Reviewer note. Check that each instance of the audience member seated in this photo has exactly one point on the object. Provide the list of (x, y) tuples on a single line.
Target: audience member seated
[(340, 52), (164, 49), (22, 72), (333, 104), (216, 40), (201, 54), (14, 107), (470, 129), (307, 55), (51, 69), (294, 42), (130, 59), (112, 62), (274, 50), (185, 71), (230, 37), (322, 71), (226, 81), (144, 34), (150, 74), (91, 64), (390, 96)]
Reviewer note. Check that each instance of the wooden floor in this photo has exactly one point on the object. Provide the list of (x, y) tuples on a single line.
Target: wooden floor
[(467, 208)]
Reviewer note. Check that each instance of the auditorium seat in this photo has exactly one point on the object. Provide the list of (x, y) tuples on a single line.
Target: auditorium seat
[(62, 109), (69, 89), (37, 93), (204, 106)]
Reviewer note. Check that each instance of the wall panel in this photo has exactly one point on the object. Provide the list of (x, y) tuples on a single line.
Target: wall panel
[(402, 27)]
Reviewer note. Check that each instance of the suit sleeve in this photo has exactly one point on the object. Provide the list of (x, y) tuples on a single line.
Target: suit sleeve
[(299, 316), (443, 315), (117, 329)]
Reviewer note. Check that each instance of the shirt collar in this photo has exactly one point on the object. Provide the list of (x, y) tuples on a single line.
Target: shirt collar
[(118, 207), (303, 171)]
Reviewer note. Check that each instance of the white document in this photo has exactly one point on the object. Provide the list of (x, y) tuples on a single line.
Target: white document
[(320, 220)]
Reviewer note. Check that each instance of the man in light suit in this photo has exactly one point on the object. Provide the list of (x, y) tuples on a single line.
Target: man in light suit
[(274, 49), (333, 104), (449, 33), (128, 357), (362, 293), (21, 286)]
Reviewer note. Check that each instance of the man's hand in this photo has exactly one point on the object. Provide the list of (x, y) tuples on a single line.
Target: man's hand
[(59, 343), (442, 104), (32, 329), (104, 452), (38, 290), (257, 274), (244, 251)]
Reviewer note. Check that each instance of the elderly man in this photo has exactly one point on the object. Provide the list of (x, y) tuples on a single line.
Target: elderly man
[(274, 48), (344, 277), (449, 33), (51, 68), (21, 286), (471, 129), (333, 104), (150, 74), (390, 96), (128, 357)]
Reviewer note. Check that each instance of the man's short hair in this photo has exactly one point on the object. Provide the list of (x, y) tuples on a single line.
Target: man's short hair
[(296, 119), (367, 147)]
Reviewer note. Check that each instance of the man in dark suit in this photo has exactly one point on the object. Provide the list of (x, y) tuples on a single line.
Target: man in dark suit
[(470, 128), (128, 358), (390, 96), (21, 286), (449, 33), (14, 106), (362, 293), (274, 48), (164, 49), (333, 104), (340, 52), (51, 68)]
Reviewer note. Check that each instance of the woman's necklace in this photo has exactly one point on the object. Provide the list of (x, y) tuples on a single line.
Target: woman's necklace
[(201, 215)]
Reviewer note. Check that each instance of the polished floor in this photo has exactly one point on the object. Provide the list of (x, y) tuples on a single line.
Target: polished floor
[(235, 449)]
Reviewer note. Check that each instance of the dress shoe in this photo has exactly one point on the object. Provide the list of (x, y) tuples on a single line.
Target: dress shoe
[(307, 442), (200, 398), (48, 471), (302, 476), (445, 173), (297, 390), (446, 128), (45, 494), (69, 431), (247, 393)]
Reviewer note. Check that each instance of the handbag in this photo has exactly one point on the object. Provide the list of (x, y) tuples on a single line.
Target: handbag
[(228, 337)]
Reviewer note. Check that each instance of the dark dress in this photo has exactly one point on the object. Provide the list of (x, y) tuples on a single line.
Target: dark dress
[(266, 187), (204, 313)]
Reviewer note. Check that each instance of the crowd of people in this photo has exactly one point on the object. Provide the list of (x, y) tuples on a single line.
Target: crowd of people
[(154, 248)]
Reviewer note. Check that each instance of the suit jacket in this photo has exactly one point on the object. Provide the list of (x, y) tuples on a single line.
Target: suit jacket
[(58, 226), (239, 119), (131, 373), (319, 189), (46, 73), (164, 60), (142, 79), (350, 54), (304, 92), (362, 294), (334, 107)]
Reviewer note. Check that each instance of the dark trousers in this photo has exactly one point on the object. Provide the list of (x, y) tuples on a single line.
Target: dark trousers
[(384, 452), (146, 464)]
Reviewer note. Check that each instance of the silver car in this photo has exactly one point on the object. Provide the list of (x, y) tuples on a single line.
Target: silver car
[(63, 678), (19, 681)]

========================================================================

- _Aim_
Copy out the lines of the listing above word for word, starting with the line containing "Reviewer note. Check that each instance of the man's short" and going on through the line containing "431), (247, 393)]", including both of those lines.

- _Task output_
Reviewer note. Check that each instance of the man's short hair in this photo has exactly one point on the object. Provide the list of (x, y) tuples on a single line.
Target: man's short hair
[(296, 119), (367, 147)]
Reviewer note. Check that each instance of the man in dark suit in this photo has exactly one point on the object. Provide the list of (x, y) tuples on a single line.
Target: man in dark suit
[(470, 128), (128, 358), (390, 96), (21, 286), (449, 33), (14, 106), (362, 293), (274, 48), (164, 49), (333, 104), (340, 52), (51, 68)]
Reviewer note. Check that each instance of the woman's necklace in this photo has exactly one point on the object. Provide the list of (x, y) tuples on a single line.
Target: woman's necklace
[(201, 215)]
Reviewer note. Check that each instance of the polished floor in this photo has exactly one point on the object. Provide the list of (x, y) tuples on a single line.
Target: polished floor
[(235, 449)]
Reviewer note. Check that each instance of the dress shoe in this photo has exactly one point on the object. Provide the list of (x, y) tuples on a single line.
Target: dress shoe
[(307, 442), (200, 398), (48, 471), (302, 476), (445, 173), (297, 390), (446, 128), (45, 494), (69, 431), (247, 393)]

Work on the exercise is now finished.